_TASK TO COMPLETE_.
Quote every one of the records below word for word, but leave the pictures out.

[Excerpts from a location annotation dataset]
============

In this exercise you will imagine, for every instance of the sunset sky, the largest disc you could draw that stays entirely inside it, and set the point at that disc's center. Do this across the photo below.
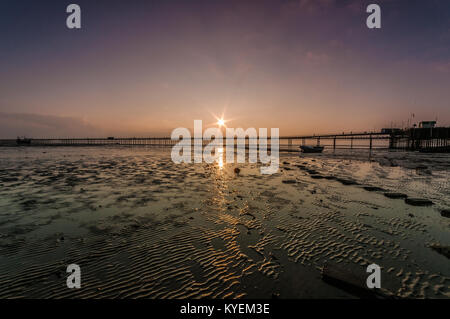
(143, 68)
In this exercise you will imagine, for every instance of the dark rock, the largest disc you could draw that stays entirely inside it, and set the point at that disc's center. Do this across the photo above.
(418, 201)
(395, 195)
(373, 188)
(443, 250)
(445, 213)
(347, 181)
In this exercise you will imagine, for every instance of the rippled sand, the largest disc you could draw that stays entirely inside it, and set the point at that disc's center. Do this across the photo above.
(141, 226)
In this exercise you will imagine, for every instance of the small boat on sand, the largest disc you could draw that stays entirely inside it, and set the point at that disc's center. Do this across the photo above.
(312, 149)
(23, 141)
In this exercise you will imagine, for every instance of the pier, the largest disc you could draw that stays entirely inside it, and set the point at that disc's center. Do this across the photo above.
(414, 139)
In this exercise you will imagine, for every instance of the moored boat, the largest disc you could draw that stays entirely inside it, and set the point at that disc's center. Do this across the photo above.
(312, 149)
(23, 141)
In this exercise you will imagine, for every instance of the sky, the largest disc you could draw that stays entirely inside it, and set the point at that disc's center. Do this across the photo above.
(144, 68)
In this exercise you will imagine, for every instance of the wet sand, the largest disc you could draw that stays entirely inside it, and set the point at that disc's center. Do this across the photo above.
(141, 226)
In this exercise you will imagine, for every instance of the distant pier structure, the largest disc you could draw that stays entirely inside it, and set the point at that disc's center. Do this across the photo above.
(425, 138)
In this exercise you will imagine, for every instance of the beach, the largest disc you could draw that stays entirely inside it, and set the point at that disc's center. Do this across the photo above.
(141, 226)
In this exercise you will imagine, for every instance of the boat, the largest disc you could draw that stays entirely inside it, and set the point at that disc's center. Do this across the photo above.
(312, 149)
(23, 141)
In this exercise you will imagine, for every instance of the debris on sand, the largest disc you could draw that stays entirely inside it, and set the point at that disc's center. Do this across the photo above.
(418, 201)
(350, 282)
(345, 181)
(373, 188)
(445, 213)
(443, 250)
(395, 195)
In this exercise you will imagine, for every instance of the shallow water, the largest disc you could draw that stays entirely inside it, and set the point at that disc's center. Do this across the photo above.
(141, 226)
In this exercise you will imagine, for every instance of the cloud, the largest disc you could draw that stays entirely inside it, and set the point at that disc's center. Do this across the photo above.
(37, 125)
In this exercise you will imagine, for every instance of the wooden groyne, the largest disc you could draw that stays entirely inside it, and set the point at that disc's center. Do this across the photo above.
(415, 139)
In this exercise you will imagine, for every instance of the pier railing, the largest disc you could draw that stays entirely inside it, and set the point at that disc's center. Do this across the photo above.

============

_RESPONSE TO THIS TASK_.
In this exercise you will imagine, for every instance of the sunset sky, the largest disc you could draw that stays entirely inside it, and set the point at that disc's center. Do this across the photo below.
(143, 68)
In this exercise you will imagine, for every instance of the dark rock, the largest disc you could draw that stays entirely inside it, and set the point at that disc's center. Do this across the photo above.
(418, 201)
(395, 195)
(373, 188)
(443, 250)
(445, 213)
(347, 181)
In this exercise you will imagine, for every instance of the rippled sand, the largest disc you could draw that stays entirely inside it, and set the point at that disc's center. Do this across the photo above.
(141, 226)
In this exercise you will imagine, for every instance of the small boat on sand, the largest disc you could draw that stays entirely inside it, and set the point at that disc's center. Do this across the photo above.
(312, 149)
(23, 141)
In this exercise you will imagine, for every instance of the pier, the largest disc you could draw that stays entirely inside it, and set the point at that disc's center. Do this across the photo above.
(414, 139)
In this exercise you will imagine, for every instance of the moored boat, the largest disc you could draw that stays entirely inside it, and set the point at that disc's center. Do this across the photo above.
(312, 149)
(23, 141)
In this exercise you will imagine, for every instance of the sky, the largest disc you could draw that stays entirely inside it, and set the point at that disc's center. Do this across the photo above.
(144, 68)
In this exercise you will imagine, for every instance of the wet sand, the largest disc you could draw that stays entirely inside it, and set the point at that disc's center. Do this across the photo above.
(141, 226)
In this exercise you will imagine, for every instance of the distant pier structure, the largest disc you could draw that stays entirely inside it, and set the point at that disc's center. Do this across the photo above.
(425, 138)
In this exercise you will imagine, for every instance of the beach, the largest disc you could draw that stays entirely inside it, and set the point at that disc's center. Do this across the photo above.
(141, 226)
In this exercise you will imagine, for every instance of the boat, the largest disc you could draw that stays entirely inside it, and set the point at that disc's center. Do this across the photo above.
(312, 149)
(23, 141)
In this exercise you will imagine, for every instance of the debris on sand, the largest disc you could draw that stays entirely inside it, and set the point at that disc's center. Do this across the photo above.
(418, 201)
(350, 282)
(345, 181)
(373, 188)
(445, 213)
(443, 250)
(395, 195)
In this exercise you will imagine, for every instance of the shallow water, the largest disc you could draw that stays entirely inside it, and set the point at that disc's center. Do this across the photo above.
(141, 226)
In this exercise you will imagine, for every instance of the cloud, the largest disc you could draw that stays entirely inside it, and set the point at that disc's center. Do this across the photo above.
(37, 125)
In this exercise you will imagine, for every instance of the wooden groyne, the largest disc you could draw that stays entirely inside it, and set the point at that disc's center. Do this across the photo above.
(415, 139)
In this exercise you will imagine, for every instance of the pier railing, the largest disc you could draw that stays entirely inside it, and set the point at that disc's center. Do this across the photo above.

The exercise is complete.